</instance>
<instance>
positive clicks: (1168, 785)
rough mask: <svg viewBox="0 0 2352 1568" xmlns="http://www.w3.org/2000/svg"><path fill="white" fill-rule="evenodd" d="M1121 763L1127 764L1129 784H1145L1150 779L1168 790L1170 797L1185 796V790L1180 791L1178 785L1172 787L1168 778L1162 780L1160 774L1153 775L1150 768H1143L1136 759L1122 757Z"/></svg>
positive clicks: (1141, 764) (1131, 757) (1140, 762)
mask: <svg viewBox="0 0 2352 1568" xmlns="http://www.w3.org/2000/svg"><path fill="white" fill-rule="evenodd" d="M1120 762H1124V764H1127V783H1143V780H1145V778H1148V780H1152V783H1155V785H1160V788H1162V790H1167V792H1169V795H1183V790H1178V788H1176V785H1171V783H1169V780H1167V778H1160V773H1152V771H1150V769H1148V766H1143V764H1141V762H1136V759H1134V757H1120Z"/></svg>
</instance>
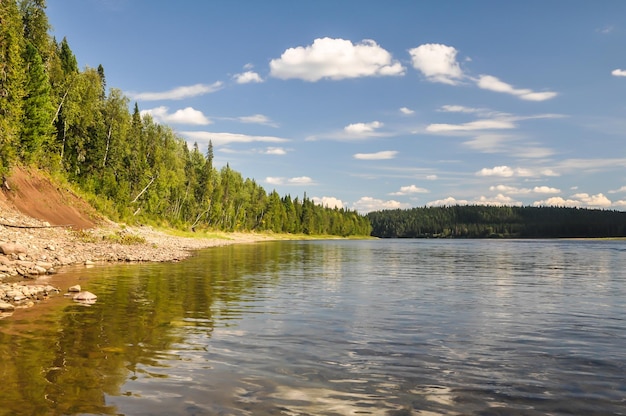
*****
Exercise brief:
Please write out the listing again, substituting "coarse mask" for "rough mask" and keeping everything else the same. Leave the picture out.

Reply to the task:
</instance>
<instance>
positive clicks: (1168, 785)
coarse mask: <svg viewBox="0 0 2352 1568" xmlns="http://www.w3.org/2000/svg"><path fill="white" fill-rule="evenodd" d="M1121 763L1127 764L1129 784H1145L1150 779L1168 790L1170 797L1185 796V790L1180 791L1178 785L1172 787L1168 778L1162 780L1160 774L1153 775L1150 768H1143L1136 759L1122 757Z"/></svg>
positive clicks: (1141, 764) (1131, 757) (1140, 762)
mask: <svg viewBox="0 0 2352 1568" xmlns="http://www.w3.org/2000/svg"><path fill="white" fill-rule="evenodd" d="M1120 762H1124V764H1127V783H1143V780H1145V778H1148V780H1152V783H1155V785H1160V788H1162V790H1167V792H1169V795H1183V790H1178V788H1176V785H1171V783H1169V780H1167V778H1160V773H1152V771H1150V769H1148V766H1143V764H1141V762H1136V759H1134V757H1120Z"/></svg>
</instance>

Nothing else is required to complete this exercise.